==== Data for processing

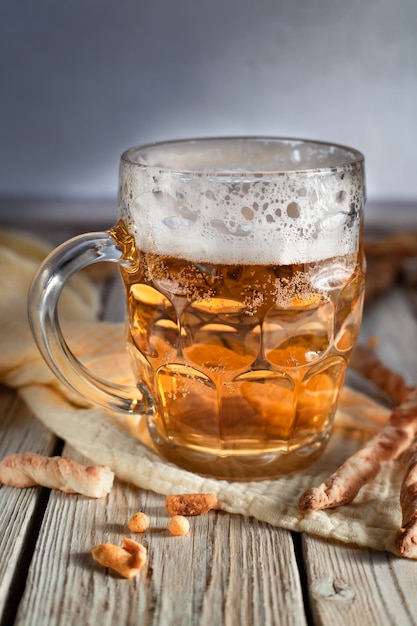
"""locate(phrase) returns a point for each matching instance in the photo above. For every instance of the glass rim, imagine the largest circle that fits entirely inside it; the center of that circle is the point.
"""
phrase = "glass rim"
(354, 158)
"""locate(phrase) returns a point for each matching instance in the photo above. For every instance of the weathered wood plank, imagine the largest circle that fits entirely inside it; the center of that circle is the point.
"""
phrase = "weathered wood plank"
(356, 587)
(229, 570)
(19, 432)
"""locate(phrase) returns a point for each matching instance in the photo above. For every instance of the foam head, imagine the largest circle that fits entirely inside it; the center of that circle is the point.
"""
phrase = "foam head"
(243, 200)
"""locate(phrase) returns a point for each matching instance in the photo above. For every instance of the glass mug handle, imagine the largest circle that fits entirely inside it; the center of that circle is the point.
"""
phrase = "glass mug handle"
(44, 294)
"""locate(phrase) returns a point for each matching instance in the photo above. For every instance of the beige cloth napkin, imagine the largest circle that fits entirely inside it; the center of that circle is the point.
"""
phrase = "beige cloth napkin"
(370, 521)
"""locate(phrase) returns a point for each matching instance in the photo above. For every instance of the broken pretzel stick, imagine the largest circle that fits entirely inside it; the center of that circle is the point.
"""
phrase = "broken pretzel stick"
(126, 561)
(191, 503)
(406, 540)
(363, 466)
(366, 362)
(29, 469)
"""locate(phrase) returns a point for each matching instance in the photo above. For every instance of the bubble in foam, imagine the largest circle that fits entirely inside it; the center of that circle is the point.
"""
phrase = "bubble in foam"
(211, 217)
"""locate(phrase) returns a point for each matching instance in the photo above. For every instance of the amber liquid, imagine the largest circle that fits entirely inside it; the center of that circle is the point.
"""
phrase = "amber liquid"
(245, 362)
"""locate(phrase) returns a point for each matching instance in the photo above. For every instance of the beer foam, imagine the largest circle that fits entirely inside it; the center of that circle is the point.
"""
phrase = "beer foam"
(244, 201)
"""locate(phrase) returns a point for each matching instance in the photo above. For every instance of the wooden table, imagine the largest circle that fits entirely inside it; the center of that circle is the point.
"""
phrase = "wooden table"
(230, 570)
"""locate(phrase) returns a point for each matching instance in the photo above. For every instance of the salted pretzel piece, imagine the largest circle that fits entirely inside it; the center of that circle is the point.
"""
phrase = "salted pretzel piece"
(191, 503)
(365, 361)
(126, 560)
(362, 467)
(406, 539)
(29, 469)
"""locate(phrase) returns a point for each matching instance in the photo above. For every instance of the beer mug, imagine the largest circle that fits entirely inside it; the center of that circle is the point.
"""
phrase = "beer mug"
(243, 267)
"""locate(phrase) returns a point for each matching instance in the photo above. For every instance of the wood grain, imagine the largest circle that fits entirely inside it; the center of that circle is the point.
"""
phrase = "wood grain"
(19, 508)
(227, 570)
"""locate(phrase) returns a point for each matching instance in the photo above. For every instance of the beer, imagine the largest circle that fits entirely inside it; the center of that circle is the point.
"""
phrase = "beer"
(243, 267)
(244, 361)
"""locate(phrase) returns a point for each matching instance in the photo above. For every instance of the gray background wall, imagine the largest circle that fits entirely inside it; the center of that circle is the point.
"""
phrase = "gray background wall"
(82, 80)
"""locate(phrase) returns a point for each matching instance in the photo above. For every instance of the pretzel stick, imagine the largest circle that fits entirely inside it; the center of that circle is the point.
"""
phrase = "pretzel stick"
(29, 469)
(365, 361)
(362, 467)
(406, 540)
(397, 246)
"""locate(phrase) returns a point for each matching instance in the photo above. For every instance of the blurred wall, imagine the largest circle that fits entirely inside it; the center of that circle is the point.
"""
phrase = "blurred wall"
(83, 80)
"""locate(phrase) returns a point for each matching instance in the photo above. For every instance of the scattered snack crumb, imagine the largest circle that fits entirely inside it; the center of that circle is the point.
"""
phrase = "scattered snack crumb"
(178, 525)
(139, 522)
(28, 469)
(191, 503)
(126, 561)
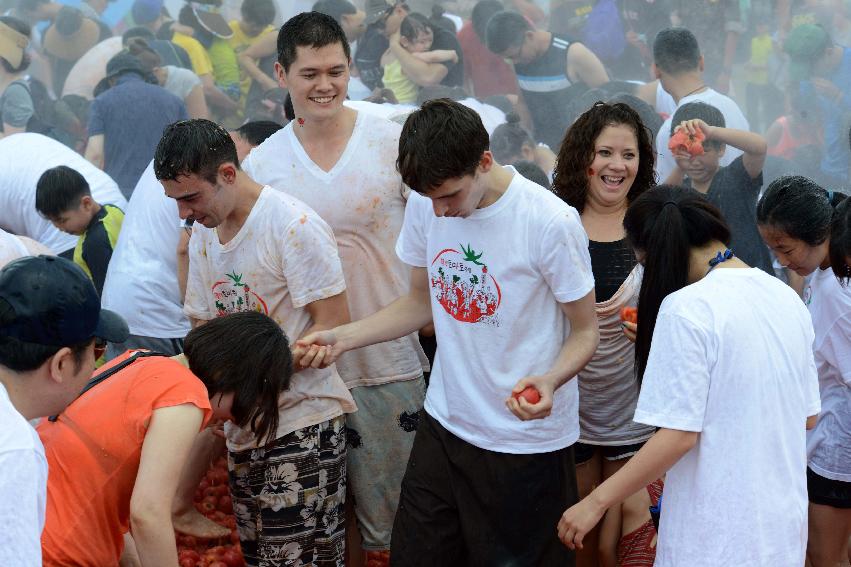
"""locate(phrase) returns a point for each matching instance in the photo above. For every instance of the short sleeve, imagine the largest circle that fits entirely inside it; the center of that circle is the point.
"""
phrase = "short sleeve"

========

> _Stated task_:
Give back each entry exactly as it appears, with no pictures.

> _Correct output_:
"""locate(phrase) returns a point for each matching instance in the photo above. For every instance of the glass rim, imagine the largest circle that fits entirely inside it; the center of that circle is the point.
"""
phrase = "glass rim"
(354, 158)
"""locate(phrase) returns a point for each matching instance in the photo above. For every instance of the weathered wood plank, imagine the largest circle that fits entirely inside it; the center of that circle is the point.
"""
phrase = "weathered wood plank"
(356, 587)
(229, 570)
(19, 432)
"""locate(phrase) returns a point for each matching instance in the photo above. For every instance of the foam head, imagine the largest circle that fits entirely inside it; the center of that circle is the point.
"""
phrase = "foam head"
(243, 200)
"""locate(phrase) returns a point for each matching instance in the photo above. For every instance of the glass mug handle, imagine the largest circle that fits entirely inside it; the center of that circle is the point.
"""
phrase = "glass mug handle"
(44, 294)
"""locate(phrase) returns a point for each matching instance in the photo above. For every instance of the beige cloth napkin, imagine the largest circle that fits entirely inside it; the center of that circle is the point.
"""
phrase = "beige cloth napkin"
(370, 521)
"""locate(phrase) returns a point for each matching instance in the photo above. For every instance of the broken pretzel stick, imagine the largest circle that fits entirely inside it; the center of that circle is the point.
"""
phrase = "broken pretzel stick"
(126, 561)
(191, 503)
(406, 540)
(363, 466)
(366, 362)
(29, 469)
"""locate(phrase) returns a point for each matching instance in the photo above. For every instance of the bubble in foam, imagine the largest circle that fits entirely inside it; the center of that circle is the point.
"""
phrase = "bubble in foam"
(211, 217)
"""locate(phrase) returns a point for each matching instance in the photo above. For every instance of the amber liquid, imagine the largest circle that fits entirely inside it; the center of that circle is the point.
"""
phrase = "amber liquid"
(245, 362)
"""locate(phrase) returns a point for each matching instance in the photo above. For every instance of the beer foam, imagine the largest circle that fits entirely inside it; the center of that circle is the point.
"""
phrase = "beer foam"
(244, 201)
"""locate(phrase) returns a point for each matching instance in the photo above. For every instance of the wooden table, imagine the largest circle that fits entirely inside it; the center of that circle is the point.
"""
phrase = "wooden table"
(230, 570)
"""locate(phrase) returns a point for each matching instance in the photo above. For every instance of the salted pretzel piece, imagine the largest circle that fits entirely inside it; the center of that circle is the point.
"""
phrase = "salted pretzel piece"
(191, 503)
(365, 361)
(126, 560)
(362, 467)
(406, 539)
(29, 469)
"""locate(phrase) returns a point for each matching instance in the photo above. For every instance of the beer mug, imagine the largest circle that fits entirely inside it; the center of that circle is the point.
"""
phrase = "beer mug"
(243, 267)
"""locate(phrase) returns a point for each matching instance in the photo above. For every instance of the wood grain, imagine the largest circle that fits entirely inside it; the center of that circle is the point.
"""
phrase = "wood grain"
(19, 508)
(227, 570)
"""locate(phrase) returns a point for each matching instance in the photo above. For every instance of the beer, imagine the largest circle that fits entirely inside it; the center of that circle is the point.
"""
phrase = "beer"
(243, 267)
(244, 361)
"""locate(phrase) returns a point for each matching instance in the photo above. For every instance of the gray background wall, imagine the largest circle that fits entirely inside it; the center of that circle is the point.
"""
phrase = "gray background wall"
(82, 80)
"""locate(phrase) returns a point for each matching instance in the photo above. For every instance of the pretzel stick, imagine the largest circle that fits entirely inside it; the center of that circle is the point.
"""
phrase = "pretzel stick"
(29, 469)
(365, 361)
(362, 467)
(406, 540)
(397, 246)
"""locate(phrase) returns a point for each matching instance in the photo above. For every instance of the blurred wall, imagine the largest circle that fits entirely inside it; the center of that circle is the point.
"""
phrase = "blurred wall"
(83, 80)
"""locate(phrase) returns a point for each matching instance in the photo above. For every instance of the scattered snack crumb, imagine the largest circle that fits entirely inside it; the center of that circle is the point.
"""
phrase = "scattered snack crumb"
(178, 525)
(139, 522)
(28, 469)
(191, 503)
(126, 561)
"""locate(phrase) returns a point for each matching instance in the photo above. For every instance of the short sleeve, imagine the largest circle that fits entirely inside it; the center of that circle is the point.
"""
phrase = "short sleeve"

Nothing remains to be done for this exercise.